The Center for the Arts at the University at Buffalo is a cultural institution established in 1994 on the University at Buffalo North Campus in Amherst. This multidisciplinary arts center is a public venue for theatrical and artistic performances, exhibitions and events, and also is a teaching facility for students in arts disciplines such as media studies, art, theatre, and dance.

The Center for the Arts presents a wide range of high quality performing arts and visual arts for the University, the State and the region, and enhances and augment the academic activities of the fine and performing arts departments at the University at Buffalo.

Through its facilities and programs, the Center for the Arts plays a significant role in accomplishing the mission of the University, presenting enriched educational and cultural opportunities through University performances, state and regional events, and national and international touring productions and exhibits.

==History==
Designed by Gwathmey Siegel & Architects Associates LLC, the building was erected for $50 million. The 236500 sqft facility was opened by the fall semester of 1994 as the Fine Arts Center, and was renamed the Center for the Arts, its current name, later that year.

== Academic use ==

The Center for the Arts also serves as an academic facility for arts programs at the University at Buffalo. A University at Buffalo News Center article published when the building opened described it as containing teaching and administrative areas as well as performance and exhibition spaces. University at Buffalo Libraries identifies the building as housing the academic departments and programs of Visual Studies, Art Management, Media Study, and Theatre and Dance, as well as the UB Art Gallery.

Records from a data source:
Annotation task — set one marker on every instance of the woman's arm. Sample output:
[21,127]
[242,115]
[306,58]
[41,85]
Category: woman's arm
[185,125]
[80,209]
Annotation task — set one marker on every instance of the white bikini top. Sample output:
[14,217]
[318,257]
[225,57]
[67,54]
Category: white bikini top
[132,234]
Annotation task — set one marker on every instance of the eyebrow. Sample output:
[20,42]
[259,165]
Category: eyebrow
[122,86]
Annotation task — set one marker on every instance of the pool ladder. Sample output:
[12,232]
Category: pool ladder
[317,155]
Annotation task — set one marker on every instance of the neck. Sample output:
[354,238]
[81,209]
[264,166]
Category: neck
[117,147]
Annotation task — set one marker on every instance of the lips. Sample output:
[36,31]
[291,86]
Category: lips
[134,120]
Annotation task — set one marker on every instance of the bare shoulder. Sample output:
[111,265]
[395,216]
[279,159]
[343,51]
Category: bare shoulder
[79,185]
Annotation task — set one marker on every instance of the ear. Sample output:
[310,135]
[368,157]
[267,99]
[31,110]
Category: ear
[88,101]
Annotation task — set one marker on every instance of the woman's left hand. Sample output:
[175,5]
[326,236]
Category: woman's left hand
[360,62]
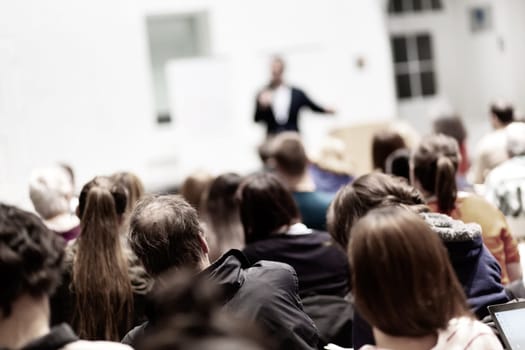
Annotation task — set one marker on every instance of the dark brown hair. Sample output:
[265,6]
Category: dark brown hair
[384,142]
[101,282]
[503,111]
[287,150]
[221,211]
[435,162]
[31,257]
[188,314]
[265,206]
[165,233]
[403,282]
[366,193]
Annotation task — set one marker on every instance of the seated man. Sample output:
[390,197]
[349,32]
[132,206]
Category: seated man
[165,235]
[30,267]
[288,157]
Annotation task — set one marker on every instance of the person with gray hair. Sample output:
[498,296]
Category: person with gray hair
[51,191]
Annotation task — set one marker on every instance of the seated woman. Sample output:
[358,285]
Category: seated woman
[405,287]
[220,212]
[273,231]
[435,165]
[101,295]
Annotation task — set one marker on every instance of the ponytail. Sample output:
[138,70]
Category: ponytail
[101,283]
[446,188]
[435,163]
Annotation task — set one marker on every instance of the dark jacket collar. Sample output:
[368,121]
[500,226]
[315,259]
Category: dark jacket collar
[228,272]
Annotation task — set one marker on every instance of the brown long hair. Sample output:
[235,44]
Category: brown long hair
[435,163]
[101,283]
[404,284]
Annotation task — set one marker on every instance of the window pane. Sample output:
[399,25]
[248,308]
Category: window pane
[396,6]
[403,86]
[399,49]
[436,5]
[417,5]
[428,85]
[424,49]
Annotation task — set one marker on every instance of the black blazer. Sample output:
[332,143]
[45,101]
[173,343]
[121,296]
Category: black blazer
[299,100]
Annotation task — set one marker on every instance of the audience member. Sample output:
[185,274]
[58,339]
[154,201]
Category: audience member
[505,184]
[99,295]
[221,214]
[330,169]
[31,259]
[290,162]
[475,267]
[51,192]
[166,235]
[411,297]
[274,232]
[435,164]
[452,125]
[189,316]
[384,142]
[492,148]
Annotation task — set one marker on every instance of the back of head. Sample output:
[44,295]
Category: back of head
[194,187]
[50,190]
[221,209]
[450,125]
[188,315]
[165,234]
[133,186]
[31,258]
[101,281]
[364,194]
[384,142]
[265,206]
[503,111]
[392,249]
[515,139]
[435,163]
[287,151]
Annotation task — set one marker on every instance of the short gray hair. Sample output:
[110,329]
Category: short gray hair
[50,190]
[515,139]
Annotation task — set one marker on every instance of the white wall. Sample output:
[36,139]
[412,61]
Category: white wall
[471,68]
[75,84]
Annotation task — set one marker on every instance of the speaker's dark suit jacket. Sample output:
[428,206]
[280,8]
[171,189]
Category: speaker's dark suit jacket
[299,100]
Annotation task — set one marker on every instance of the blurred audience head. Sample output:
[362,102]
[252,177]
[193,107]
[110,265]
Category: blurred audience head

Requirements:
[A] In the text about the Center for the Arts, which firm designed the building?
[B] Write what comes next in the text about the Center for the Arts at the University at Buffalo.

Responses per task:
[A] Gwathmey Siegel & Architects Associates LLC

[B]
The building includes performance, exhibition, and media-production spaces. A university building profile lists facilities including the Mainstage Theatre, Drama Theatre, Black Box Theatre, a media screening room, video production and sound studios, galleries, and dance/performance studios. The Department of Media Study describes its facilities in the Center for the Arts as supporting analog film production, digital media production, animation, virtual reality, physical computing, and sound recording.

==Theatres==
=== Mainstage Theatre ===

Seating 1750, the Mainstage is the largest theatre in the Center. Featuring entirely professional productions, this theatre features a computer-tunable wall system for acoustics, a movable proscenium, a custom built orchestra shell, and a large 106 ft wide by 48 ft deep stage.

===Drama Theatre===
The Center's other proscenium theatre, the Drama Theatre is a smaller theatre (seating 400). Like its larger companion, it too features a movable proscenium. It is fully trapped. It is 69 ft wide by 34 ft deep.

===Black Box Theatre===
The smallest of the theatres in the facility, the Black Box Theatre, is designed with the standard flexibility of a Black box theater, supporting 175 seats in various configurations.